**Assigned task:**
Lines holding the word "mushroom" must be located in the listing below and copied.

**Listed records:**
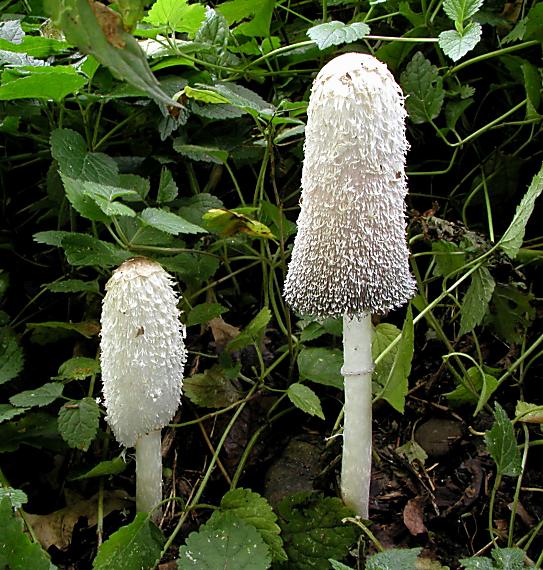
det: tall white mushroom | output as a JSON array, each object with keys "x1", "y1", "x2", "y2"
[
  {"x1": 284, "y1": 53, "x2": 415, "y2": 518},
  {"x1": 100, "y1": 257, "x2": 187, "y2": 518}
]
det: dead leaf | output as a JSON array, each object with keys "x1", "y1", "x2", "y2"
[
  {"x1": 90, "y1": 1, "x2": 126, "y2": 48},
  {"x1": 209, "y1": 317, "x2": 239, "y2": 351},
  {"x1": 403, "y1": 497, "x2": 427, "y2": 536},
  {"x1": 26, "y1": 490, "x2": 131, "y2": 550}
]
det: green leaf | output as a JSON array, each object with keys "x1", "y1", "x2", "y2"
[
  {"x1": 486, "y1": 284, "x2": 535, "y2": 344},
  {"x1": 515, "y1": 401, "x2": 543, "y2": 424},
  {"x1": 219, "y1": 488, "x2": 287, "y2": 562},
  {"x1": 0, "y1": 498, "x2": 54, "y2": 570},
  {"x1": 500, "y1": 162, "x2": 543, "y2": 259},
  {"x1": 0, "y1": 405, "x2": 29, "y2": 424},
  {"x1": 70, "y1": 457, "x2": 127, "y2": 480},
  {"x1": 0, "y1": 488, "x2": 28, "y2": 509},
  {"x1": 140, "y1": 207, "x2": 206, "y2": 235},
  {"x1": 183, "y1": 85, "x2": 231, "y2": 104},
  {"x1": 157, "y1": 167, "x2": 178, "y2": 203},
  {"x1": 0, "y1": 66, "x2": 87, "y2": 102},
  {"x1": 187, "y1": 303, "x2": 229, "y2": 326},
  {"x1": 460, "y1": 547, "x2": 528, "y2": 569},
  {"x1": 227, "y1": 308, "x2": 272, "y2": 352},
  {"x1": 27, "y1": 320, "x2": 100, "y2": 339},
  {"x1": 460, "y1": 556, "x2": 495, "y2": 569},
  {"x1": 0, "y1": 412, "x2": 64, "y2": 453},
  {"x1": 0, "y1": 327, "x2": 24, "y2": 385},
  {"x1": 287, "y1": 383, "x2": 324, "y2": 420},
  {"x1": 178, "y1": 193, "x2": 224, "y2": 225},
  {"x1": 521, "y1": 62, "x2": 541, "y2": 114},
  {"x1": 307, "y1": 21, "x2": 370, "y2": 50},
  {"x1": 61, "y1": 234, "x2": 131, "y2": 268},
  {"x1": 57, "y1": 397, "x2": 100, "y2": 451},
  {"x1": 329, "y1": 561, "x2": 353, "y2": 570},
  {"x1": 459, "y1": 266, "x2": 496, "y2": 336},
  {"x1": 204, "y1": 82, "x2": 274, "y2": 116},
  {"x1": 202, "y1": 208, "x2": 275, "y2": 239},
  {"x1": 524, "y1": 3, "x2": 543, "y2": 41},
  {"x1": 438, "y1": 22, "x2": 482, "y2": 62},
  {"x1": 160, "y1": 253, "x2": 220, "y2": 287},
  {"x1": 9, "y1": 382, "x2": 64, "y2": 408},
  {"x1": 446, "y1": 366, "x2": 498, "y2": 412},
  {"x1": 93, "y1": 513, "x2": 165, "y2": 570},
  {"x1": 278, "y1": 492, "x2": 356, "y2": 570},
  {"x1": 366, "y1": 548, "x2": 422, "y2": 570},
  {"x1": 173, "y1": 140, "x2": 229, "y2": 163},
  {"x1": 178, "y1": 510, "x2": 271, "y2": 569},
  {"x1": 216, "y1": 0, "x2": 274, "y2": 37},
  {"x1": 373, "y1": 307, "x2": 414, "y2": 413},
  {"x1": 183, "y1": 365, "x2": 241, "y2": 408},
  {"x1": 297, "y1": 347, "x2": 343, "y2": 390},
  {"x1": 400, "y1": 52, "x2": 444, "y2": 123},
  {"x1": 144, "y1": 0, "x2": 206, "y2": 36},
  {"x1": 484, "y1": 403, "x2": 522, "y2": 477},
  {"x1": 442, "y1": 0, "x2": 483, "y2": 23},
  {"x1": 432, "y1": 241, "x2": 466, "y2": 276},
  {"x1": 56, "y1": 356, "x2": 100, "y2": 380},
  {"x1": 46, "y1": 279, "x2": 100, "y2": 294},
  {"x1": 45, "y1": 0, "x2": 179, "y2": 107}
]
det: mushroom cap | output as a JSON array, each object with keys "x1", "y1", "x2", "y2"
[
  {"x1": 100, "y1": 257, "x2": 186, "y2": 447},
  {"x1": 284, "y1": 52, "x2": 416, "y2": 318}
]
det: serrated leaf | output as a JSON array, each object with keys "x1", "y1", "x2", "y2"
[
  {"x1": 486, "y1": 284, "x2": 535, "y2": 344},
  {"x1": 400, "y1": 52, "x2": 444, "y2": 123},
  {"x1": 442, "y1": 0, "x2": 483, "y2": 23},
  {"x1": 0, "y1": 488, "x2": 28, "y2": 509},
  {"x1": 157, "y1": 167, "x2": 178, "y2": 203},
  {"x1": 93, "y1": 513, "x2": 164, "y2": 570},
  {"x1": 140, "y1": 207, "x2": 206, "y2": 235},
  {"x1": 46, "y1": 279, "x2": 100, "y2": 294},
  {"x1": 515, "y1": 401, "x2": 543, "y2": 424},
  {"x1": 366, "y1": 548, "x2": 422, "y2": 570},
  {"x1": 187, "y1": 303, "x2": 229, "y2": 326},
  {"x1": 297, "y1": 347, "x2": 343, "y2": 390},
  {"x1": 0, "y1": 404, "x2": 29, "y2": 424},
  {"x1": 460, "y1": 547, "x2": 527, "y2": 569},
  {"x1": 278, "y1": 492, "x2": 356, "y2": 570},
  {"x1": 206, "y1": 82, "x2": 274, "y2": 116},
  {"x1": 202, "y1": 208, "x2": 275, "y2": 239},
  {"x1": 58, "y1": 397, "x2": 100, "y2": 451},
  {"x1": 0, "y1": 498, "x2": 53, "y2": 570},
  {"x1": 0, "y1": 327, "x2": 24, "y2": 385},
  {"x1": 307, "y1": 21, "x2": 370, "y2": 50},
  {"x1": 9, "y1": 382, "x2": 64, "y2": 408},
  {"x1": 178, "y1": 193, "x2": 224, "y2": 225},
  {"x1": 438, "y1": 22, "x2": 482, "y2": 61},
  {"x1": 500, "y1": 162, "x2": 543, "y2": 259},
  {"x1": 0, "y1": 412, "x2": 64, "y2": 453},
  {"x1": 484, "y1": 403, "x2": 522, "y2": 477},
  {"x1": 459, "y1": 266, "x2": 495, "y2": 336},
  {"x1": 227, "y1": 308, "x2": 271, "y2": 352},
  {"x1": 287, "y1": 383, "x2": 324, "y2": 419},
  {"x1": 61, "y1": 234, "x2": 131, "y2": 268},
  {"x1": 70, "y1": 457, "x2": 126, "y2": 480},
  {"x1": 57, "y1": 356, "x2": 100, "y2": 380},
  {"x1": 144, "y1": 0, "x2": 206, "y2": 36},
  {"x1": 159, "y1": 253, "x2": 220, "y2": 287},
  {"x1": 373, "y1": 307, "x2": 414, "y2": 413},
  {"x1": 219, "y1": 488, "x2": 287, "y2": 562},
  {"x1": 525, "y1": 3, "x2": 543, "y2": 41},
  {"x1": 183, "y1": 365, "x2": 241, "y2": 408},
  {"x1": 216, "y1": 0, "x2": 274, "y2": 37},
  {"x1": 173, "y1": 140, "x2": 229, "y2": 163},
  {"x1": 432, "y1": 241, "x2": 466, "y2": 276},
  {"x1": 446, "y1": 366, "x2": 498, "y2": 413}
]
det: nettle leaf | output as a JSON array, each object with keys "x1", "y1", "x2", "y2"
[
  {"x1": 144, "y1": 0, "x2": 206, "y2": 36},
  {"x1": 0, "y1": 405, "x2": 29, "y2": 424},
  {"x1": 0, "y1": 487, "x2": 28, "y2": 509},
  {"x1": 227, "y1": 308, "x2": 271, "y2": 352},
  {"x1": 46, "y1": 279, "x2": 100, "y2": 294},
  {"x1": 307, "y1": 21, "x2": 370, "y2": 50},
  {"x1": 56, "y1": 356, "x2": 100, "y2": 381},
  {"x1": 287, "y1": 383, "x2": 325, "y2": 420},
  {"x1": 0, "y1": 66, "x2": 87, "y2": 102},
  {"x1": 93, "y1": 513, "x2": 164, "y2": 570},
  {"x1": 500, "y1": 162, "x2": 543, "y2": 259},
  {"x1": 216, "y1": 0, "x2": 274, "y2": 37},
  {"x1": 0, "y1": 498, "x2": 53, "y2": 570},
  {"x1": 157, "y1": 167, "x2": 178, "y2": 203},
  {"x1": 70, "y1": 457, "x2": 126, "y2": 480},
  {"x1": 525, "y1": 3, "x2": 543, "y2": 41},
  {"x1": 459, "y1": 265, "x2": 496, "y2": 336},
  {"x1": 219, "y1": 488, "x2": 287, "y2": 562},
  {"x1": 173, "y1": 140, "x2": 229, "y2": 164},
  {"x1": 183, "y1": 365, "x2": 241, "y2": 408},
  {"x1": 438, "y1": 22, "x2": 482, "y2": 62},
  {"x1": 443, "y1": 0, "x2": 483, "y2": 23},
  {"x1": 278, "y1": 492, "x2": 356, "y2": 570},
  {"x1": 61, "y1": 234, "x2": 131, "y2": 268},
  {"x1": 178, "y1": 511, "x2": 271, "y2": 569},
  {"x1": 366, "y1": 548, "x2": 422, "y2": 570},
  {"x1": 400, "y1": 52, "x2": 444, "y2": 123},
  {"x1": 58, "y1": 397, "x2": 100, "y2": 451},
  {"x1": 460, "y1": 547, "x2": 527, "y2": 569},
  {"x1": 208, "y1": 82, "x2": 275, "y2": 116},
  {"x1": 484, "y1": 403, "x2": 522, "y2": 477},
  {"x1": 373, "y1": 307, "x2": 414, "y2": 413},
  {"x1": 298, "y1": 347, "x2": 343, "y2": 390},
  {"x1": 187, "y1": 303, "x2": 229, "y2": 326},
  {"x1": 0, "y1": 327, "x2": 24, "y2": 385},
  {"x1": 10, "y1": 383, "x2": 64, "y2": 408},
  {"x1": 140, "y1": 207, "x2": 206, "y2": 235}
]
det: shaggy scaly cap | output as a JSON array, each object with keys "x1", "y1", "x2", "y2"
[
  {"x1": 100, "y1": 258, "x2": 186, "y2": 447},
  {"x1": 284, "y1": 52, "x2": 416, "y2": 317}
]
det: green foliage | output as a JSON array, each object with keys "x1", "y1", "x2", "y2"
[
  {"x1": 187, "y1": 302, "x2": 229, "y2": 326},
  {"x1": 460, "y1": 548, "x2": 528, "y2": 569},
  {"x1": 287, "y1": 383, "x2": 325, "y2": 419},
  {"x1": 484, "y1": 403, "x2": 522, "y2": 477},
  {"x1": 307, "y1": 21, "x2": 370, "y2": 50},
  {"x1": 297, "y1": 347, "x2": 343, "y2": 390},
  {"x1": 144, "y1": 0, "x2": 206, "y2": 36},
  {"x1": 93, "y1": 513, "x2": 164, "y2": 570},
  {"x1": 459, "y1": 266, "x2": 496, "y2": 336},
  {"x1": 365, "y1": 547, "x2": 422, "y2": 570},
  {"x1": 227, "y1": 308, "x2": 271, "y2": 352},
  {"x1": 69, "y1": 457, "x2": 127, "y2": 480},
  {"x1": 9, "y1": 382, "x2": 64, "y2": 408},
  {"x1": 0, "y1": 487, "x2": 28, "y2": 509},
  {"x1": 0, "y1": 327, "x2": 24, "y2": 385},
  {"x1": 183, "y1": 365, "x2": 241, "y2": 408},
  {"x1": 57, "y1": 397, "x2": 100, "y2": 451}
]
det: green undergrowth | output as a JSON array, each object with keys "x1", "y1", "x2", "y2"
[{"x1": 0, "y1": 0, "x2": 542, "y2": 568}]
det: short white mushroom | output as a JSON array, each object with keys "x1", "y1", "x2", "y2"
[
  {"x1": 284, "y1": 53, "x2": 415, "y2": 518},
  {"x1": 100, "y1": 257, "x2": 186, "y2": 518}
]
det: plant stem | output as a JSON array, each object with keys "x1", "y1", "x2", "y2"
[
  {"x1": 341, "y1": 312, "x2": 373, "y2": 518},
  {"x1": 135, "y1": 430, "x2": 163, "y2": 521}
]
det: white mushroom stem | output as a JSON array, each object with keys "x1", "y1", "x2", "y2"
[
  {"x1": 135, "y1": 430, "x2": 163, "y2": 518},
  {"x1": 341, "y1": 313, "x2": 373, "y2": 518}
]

**Written reply:**
det: tall white mushroom | output as a JSON array, each object with keys "x1", "y1", "x2", "y2"
det: mushroom cap | output as a JSON array, each object with keys "x1", "y1", "x2", "y2"
det: short white mushroom | output as a JSON array, each object with keys "x1", "y1", "x2", "y2"
det: white mushroom stem | output as a JSON array, each object with keys "x1", "y1", "x2", "y2"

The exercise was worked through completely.